United States District Court, D. Arizona
ORDER
Honorable Diane J. Humetewa United States District Judge
Defendant
is charged with five-counts of Interstate Communications,
Containing Threat in violation of 18 U.S.C. § 875(c) and
two-counts of Cyberstalking in violation of 18 U.S.C.
§§ 2261A(2) and 2261(b). (Doc. 10). On October 3,
2019, Magistrate Judge Michelle H. Burns held a detention
hearing pursuant to 18 U.S.C. § 3142 and ordered
Defendant be detained as a flight risk. (Doc. 9). Judge Burns
issued the detention order after hearing the Government's
proffer of evidence and found:
Defendant has ties, and travels to a foreign country.
Defendant has worked overseas in Singapore for 7 years and
his wife is from Malaysia. Defendant has also worked in
China, Malaysia, Russia and Indonesia. Defendant made
statements to law enforcement that he has no intention of
remaining in the United States. Defendant's criminal
history includes convictions for resisting arrest, hit and
run, and aggravated assault on a law enforcement officer.
Defendant is [charged] sic with numerous felony counts of
making violent threats against Rust Consulting and three
Cricket Wireless executives.
(Id.). Defendant Nees appeals Judge Burns'
detention Order.
A.
Standard of Review
The
Court reviews a Magistrate Judge's detention decision
de novo. United States v. Koenig, 912 F.2d
1190, 1192-93 (9th Cir. 1990). The Court must
“review the evidence before the magistrate” along
with any additional evidence submitted by the parties and
“make its own independent determination whether the
magistrate's findings are correct, [.]”
((Id. at 1193).

## Required tasks
**a.** In the court order, which judge held the detention hearing on October 3, 2019?
**b.** Duplicate the stretch of the court order from "United States District Court, D." through "a foreign country.".
The records that come next have no connection to the court order.

Object point labels:
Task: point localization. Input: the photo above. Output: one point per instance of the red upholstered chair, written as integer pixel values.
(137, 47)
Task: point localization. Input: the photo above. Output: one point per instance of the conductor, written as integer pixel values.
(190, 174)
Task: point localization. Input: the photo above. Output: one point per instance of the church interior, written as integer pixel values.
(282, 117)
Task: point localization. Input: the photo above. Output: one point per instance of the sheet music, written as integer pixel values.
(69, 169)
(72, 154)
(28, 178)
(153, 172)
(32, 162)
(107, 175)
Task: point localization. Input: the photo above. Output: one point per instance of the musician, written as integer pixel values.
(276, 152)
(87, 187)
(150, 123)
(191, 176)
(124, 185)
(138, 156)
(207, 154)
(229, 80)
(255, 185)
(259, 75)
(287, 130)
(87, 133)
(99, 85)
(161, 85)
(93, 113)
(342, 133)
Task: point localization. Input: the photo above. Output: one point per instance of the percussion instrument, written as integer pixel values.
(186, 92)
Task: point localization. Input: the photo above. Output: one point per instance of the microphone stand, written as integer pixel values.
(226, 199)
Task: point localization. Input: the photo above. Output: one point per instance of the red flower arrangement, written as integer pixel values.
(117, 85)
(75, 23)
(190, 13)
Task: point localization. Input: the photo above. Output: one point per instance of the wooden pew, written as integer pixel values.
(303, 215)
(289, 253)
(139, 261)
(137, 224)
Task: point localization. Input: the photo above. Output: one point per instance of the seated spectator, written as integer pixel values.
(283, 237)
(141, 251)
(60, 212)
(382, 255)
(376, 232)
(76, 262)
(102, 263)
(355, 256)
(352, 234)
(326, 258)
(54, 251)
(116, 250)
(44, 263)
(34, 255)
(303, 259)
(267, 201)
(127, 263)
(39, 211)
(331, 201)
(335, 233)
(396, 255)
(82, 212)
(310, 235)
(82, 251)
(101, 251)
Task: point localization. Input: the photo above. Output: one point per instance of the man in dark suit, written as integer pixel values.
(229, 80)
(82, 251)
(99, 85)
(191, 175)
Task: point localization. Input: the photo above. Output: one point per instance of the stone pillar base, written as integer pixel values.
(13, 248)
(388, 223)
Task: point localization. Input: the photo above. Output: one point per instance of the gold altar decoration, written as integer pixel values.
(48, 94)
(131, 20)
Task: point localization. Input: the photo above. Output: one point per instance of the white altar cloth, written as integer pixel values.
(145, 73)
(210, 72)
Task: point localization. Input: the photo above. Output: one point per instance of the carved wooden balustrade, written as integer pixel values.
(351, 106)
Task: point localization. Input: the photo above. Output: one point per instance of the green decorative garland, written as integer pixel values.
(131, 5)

## Answers per task
**a.** Magistrate Judge Michelle H. Burns

**b.**
United States District Court, D. Arizona
ORDER
Honorable Diane J. Humetewa United States District Judge
Defendant
is charged with five-counts of Interstate Communications,
Containing Threat in violation of 18 U.S.C. § 875(c) and
two-counts of Cyberstalking in violation of 18 U.S.C.
§§ 2261A(2) and 2261(b). (Doc. 10). On October 3,
2019, Magistrate Judge Michelle H. Burns held a detention
hearing pursuant to 18 U.S.C. § 3142 and ordered
Defendant be detained as a flight risk. (Doc. 9). Judge Burns
issued the detention order after hearing the Government's
proffer of evidence and found:
Defendant has ties, and travels to a foreign country.